◆ **SUPPLIED PASSAGE**:
_ _ _ _ _ _ _
The recent disclosure of the so-called 28 pages by the U.S. government did not prove Saudi complicity in the 9/11 attacks, as claimed by some detractors on U.S.-Saudi relations in Congress. However, it did provide a picture indicating an uneasy alliance concerning U.S. national security matters. The nature of intelligence cooperation between both countries was one in which Saudi authorities were not always cooperative in sharing and enforcement when it did not directly affect Saudi national security. Particularly, U.S. authorities point to a lack of Saudi enthusiasm to curb terrorist financing emanating from the kingdom.
The congressional override of Obama’s veto of legislation, which will allow 9/11 victims’ families to sue the Saudi government for its alleged support for the terrorists, is awfully problematic for U.S. foreign policy, but seems to indicate a bipartisan push to reevaluate bilateral relations. After all, the United States has no treaty obligations to Saudi Arabia.
It is tempting to reduce criticism of the decision to invade Iraq in 2003 to a “Bush Lied!” bumper sticker. Congressional and parliamentary inquiries in the United States and UK established that it was a war of choice by both President Bush and Prime Minister Blair. Convinced about the presence of non-existent WMDs and ignoring risks of internal strife, regional stability and the burgeoning political violence post-invasion, both leaders were informed by a mindset that equated, as one note from the Prime Minister put it, “more freedom in the world” with “more security.” Central to efforts to achieve this goal was an orchestrated public relations strategy of fear mongering to sell the threat to the American public.
Having succeeded in selling the war and removing Saddam Hussein from power, the Bush administration and it successor, the Obama administration, found themselves struggling to construct a viable military policy that would bring democracy and stability to states characterized by long standing internal ethnic and religious divisions, regional rivalries and domestic insurgencies. Military advisors, special forces, periodic surges in combat troops, drone attacks against enemy leaders, airstrikes, training and providing aid to surrogate military forces, writing constitutions and holding elections, removing leaders and bringing new leaders to power, holding international peace conferences, economic sanctions, writing red lines in the sand, and setting multiple deadlines for withdrawing U.S. combat forces all were tried.
_ _ _ _ _ _ _
[Segmentation mask data]
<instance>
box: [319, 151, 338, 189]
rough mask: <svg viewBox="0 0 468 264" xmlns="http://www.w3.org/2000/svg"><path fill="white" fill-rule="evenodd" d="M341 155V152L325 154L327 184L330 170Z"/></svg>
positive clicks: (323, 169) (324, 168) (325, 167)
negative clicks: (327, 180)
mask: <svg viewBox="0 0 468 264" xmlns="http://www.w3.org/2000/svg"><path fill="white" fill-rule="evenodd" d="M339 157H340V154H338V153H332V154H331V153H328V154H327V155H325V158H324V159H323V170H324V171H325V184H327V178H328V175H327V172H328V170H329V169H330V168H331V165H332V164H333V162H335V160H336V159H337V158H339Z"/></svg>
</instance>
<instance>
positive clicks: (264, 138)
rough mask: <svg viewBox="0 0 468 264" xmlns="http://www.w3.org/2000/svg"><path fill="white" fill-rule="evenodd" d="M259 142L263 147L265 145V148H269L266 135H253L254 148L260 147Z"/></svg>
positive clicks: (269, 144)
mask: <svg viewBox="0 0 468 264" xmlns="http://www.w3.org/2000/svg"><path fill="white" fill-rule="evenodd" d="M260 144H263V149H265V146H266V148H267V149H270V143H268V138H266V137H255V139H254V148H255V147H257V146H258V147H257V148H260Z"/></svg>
_ _ _ _ _ _ _
◆ **EXERCISE REQUIREMENTS**:
Print the portion of the U.S. foreign policy commentary that starts at "The congressional override" and continues through "to Saudi Arabia.".

◆ **EXERCISE OUTPUT**:
The congressional override of Obama’s veto of legislation, which will allow 9/11 victims’ families to sue the Saudi government for its alleged support for the terrorists, is awfully problematic for U.S. foreign policy, but seems to indicate a bipartisan push to reevaluate bilateral relations. After all, the United States has no treaty obligations to Saudi Arabia.